[Dataset items]
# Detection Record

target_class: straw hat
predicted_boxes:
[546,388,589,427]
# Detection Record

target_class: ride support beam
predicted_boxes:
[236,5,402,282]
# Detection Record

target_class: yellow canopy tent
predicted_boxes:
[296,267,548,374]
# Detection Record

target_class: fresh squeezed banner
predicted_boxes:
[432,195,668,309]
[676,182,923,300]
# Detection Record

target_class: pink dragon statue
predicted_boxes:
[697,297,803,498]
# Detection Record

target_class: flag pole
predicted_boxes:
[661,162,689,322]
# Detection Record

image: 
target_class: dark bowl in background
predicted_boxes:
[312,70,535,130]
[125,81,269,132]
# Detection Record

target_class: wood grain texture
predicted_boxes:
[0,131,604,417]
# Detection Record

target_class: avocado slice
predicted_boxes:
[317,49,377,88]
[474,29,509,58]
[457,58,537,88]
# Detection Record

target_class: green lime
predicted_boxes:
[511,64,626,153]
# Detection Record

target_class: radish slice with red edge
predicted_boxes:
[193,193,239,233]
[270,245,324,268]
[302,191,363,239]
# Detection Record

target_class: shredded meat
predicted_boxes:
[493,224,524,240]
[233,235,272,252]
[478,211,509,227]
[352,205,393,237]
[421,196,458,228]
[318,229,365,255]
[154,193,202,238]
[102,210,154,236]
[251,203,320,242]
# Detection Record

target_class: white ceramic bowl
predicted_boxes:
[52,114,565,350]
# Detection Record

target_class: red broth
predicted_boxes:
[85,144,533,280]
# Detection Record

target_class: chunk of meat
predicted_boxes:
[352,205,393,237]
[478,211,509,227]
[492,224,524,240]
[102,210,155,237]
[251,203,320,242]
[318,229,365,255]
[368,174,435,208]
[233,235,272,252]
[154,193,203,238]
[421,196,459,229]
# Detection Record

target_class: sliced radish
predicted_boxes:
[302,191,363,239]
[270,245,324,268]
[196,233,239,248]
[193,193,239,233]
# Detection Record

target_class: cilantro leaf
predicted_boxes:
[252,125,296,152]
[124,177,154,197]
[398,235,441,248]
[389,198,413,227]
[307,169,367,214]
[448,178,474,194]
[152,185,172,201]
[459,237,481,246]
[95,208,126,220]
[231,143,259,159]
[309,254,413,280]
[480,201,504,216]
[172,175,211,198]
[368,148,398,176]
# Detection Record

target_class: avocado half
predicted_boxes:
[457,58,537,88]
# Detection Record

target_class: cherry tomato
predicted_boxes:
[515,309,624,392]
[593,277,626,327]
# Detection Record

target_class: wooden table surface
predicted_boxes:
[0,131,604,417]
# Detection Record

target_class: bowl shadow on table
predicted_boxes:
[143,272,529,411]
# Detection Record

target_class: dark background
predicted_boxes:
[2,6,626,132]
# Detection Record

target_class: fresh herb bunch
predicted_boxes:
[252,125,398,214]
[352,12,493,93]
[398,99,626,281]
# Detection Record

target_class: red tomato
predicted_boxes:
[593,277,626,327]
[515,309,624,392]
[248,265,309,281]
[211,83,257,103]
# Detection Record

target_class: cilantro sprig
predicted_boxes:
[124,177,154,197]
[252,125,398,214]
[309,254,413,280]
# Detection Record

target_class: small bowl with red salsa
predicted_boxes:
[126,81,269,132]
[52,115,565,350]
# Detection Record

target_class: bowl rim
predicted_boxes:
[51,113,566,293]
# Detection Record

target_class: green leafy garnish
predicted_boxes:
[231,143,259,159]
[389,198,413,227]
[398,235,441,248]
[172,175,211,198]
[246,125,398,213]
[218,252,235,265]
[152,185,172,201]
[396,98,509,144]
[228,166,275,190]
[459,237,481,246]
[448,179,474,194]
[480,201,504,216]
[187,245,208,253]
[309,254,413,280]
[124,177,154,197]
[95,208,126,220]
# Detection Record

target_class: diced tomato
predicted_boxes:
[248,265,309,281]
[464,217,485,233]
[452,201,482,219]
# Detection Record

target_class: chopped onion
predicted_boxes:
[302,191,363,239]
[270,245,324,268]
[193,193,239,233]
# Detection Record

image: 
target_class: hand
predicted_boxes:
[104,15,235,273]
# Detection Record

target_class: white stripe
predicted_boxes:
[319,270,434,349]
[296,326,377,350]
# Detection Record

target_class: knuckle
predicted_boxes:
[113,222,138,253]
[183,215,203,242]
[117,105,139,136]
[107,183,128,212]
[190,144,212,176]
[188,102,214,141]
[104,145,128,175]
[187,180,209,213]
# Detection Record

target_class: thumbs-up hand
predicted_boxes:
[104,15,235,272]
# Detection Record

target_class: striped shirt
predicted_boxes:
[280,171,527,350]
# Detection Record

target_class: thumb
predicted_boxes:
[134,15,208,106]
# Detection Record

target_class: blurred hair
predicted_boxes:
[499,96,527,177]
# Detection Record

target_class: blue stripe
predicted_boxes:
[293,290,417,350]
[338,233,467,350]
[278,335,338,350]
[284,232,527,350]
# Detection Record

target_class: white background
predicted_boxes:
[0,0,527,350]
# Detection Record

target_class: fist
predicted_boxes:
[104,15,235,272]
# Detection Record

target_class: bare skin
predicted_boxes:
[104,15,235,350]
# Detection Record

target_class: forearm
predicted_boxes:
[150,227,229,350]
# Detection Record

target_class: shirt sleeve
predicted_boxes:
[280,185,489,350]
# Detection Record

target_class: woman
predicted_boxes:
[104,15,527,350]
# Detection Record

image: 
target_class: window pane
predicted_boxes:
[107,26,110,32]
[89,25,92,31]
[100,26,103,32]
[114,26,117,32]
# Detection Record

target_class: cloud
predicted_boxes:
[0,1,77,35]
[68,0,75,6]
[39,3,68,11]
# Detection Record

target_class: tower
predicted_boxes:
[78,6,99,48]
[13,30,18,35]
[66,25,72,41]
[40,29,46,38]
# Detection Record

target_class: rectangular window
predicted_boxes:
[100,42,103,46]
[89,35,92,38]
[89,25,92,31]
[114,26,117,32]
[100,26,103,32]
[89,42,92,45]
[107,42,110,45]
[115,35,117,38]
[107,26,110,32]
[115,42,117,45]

* Given problem *
Retype the whole listing above exactly.

* Answer *
# Detection Record

target_class: straw hat
predicted_boxes:
[546,388,589,427]
# Detection Record

target_class: ride support beam
predicted_boxes:
[236,5,402,282]
# Detection Record

target_class: yellow canopy tent
predicted_boxes:
[296,267,548,374]
# Detection Record

target_class: fresh squeezed banner
predicted_boxes:
[432,195,668,309]
[676,182,923,300]
# Detection Record

target_class: pink dragon statue
predicted_boxes:
[697,297,803,498]
# Detection Record

target_class: flag pole
predicted_boxes:
[661,162,689,322]
# Detection Record

image: 
target_class: dark bowl in background
predicted_boxes:
[312,70,535,130]
[125,81,269,132]
# Detection Record

target_class: wood grain texture
predicted_boxes:
[0,131,604,417]
# Detection Record

target_class: avocado slice
predicted_boxes:
[317,49,377,88]
[474,29,509,58]
[457,58,537,88]
# Detection Record

target_class: green lime
predicted_boxes:
[511,64,626,153]
# Detection Record

target_class: radish slice with red edge
predicted_boxes:
[193,193,239,233]
[270,245,324,268]
[302,191,363,239]
# Detection Record

target_class: shredded meat
predicted_boxes:
[493,224,524,240]
[233,235,272,252]
[478,211,509,227]
[352,205,393,237]
[421,196,458,228]
[318,229,365,255]
[154,193,202,238]
[102,210,154,236]
[251,203,320,242]
# Detection Record

target_class: white ceramic bowl
predicted_boxes:
[52,114,565,350]
# Detection Record

target_class: red broth
predicted_boxes:
[85,144,533,280]
# Detection Record

target_class: chunk of meat
predicted_boxes:
[352,205,393,237]
[478,211,509,227]
[492,224,524,240]
[102,210,155,237]
[251,203,320,242]
[318,229,365,255]
[368,174,435,208]
[233,235,272,252]
[154,193,203,238]
[421,196,459,229]
# Detection Record

target_class: sliced radish
predicted_boxes:
[302,191,363,239]
[270,245,324,268]
[196,233,239,248]
[193,193,239,233]
# Detection Record

target_class: cilantro leaf
predicted_boxes:
[252,125,296,152]
[124,177,154,197]
[398,235,441,248]
[389,198,413,227]
[307,169,367,214]
[448,178,474,194]
[152,185,172,201]
[459,237,481,246]
[95,208,126,220]
[231,143,259,159]
[309,254,413,280]
[480,201,504,216]
[172,175,211,198]
[368,148,398,176]
# Detection Record

target_class: avocado half
predicted_boxes:
[457,58,537,88]
# Detection Record

target_class: cherry tomato
predicted_boxes:
[515,309,624,392]
[593,277,626,327]
# Detection Record

target_class: wooden table surface
predicted_boxes:
[0,131,604,417]
# Detection Record

target_class: bowl shadow on table
predicted_boxes:
[143,272,529,411]
# Detection Record

target_class: dark background
predicted_boxes:
[2,6,626,132]
# Detection Record

target_class: fresh herb bunch
predicted_boxes:
[252,125,398,214]
[352,12,493,93]
[398,99,626,281]
# Detection Record

target_class: red tomato
predicted_boxes:
[593,277,626,327]
[515,309,624,392]
[248,265,309,281]
[211,83,257,103]
# Detection Record

target_class: cilantro sprig
predicted_boxes:
[124,177,154,197]
[252,125,398,214]
[309,254,413,280]
# Detection Record

target_class: small bowl with red salsa
predicted_boxes:
[126,81,269,132]
[52,115,565,350]
# Detection Record

target_class: bowl rim
predicted_boxes:
[51,113,566,293]
# Detection Record

target_class: green leafy garnish
predicted_boxes:
[231,143,259,159]
[389,198,413,227]
[398,235,441,248]
[172,175,211,198]
[246,125,398,213]
[218,252,235,265]
[152,185,172,201]
[396,98,509,144]
[228,166,275,190]
[459,237,481,246]
[448,179,474,194]
[480,201,504,216]
[187,245,208,253]
[309,254,413,280]
[124,177,154,197]
[95,208,126,220]
# Detection Record

target_class: diced tomato
predicted_boxes:
[248,265,309,281]
[464,217,485,233]
[452,201,482,219]
# Detection Record

target_class: chopped onion
predicted_boxes:
[302,191,363,239]
[270,245,324,268]
[193,193,239,233]
# Detection Record

image: 
target_class: hand
predicted_boxes:
[104,15,235,273]
# Detection Record

target_class: white stripe
predicted_boxes:
[319,270,434,349]
[296,326,377,350]
# Detection Record

target_class: knuckle
predicted_boxes:
[113,222,138,253]
[183,215,203,242]
[117,105,139,136]
[107,183,128,212]
[190,144,212,176]
[188,102,214,141]
[104,145,128,175]
[187,180,209,213]
# Detection Record

target_class: thumbs-up hand
predicted_boxes:
[104,15,235,272]
# Detection Record

target_class: striped shirt
predicted_boxes:
[280,171,527,350]
# Detection Record

target_class: thumb
predicted_boxes:
[134,15,208,106]
# Detection Record

target_class: blurred hair
predicted_boxes:
[499,96,527,177]
# Detection Record

target_class: blue stripe
predicted_boxes:
[293,290,417,350]
[338,233,467,350]
[278,335,338,350]
[284,232,527,350]
# Detection Record

target_class: white background
predicted_boxes:
[0,0,527,350]
# Detection Record

target_class: fist
predicted_boxes:
[104,15,235,272]
# Detection Record

target_class: bare skin
predicted_boxes:
[104,15,235,350]
# Detection Record

target_class: forearm
predicted_boxes:
[150,227,229,350]
# Detection Record

target_class: shirt sleeve
predicted_boxes:
[280,185,489,350]
# Detection Record

target_class: woman
predicted_boxes:
[104,15,527,350]
# Detection Record

image: 
target_class: window pane
predicted_boxes:
[107,26,110,32]
[89,25,92,31]
[100,26,103,32]
[114,26,117,32]
# Detection Record

target_class: cloud
predicted_boxes:
[0,1,77,35]
[68,0,75,6]
[39,3,68,11]
# Detection Record

target_class: tower
predicted_boxes:
[78,6,99,48]
[13,30,18,35]
[66,25,72,41]
[40,29,46,38]
# Detection Record

target_class: rectangular window
predicted_boxes:
[100,42,103,46]
[89,35,92,38]
[89,25,92,31]
[114,26,117,32]
[100,26,103,32]
[89,42,92,45]
[107,42,110,45]
[115,35,117,38]
[107,26,110,32]
[115,42,117,45]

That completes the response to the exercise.